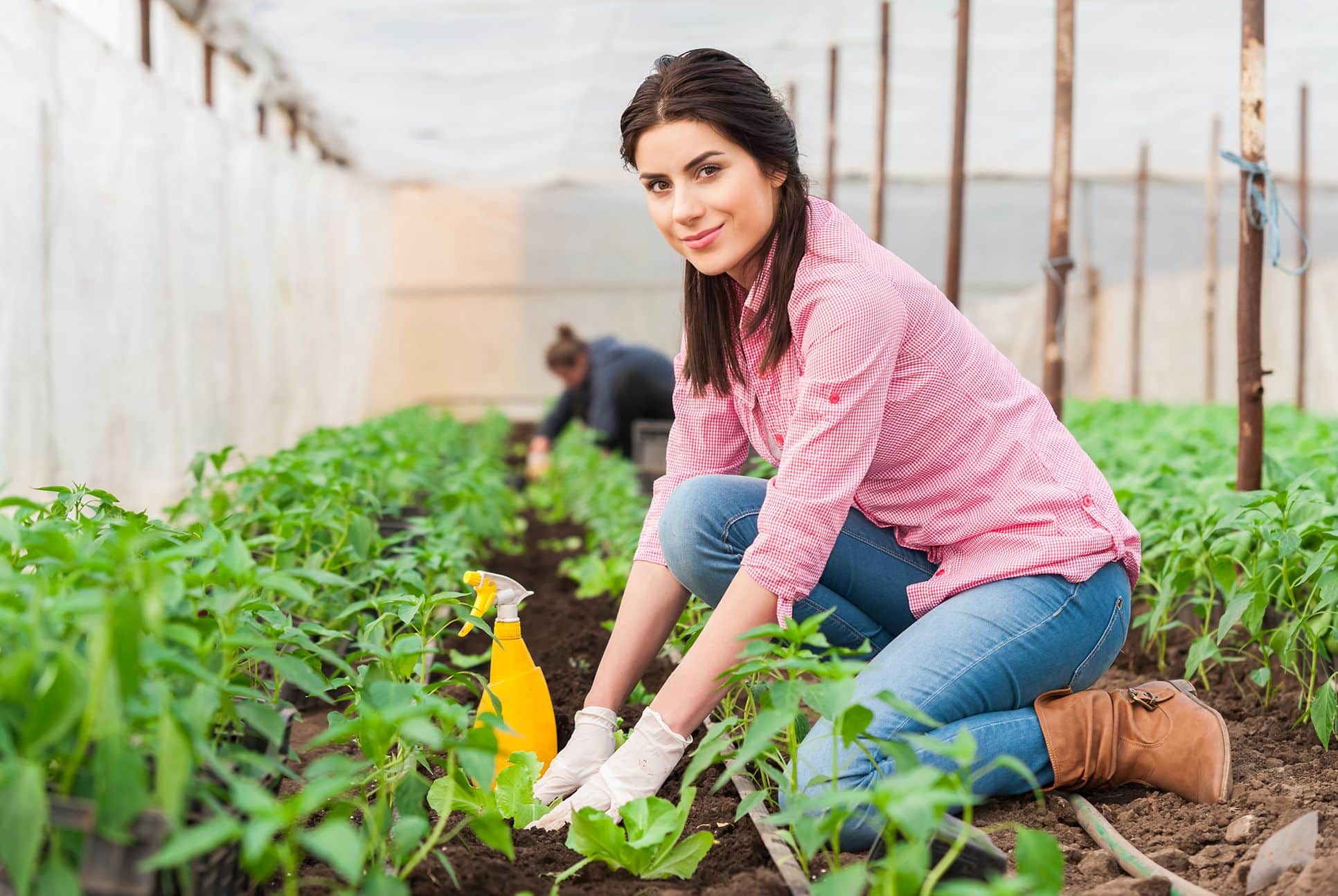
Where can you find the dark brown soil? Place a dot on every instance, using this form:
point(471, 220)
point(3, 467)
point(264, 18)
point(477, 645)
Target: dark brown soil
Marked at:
point(1281, 773)
point(568, 646)
point(567, 640)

________________________________________

Request – Repeat all the lines above word for word, leaving out the picture.

Output for this exercise –
Where can you find the dark brown soil? Place a dot on every instance, using this form:
point(471, 220)
point(3, 467)
point(264, 18)
point(477, 645)
Target: dark brown soil
Marked at:
point(1281, 773)
point(568, 646)
point(567, 640)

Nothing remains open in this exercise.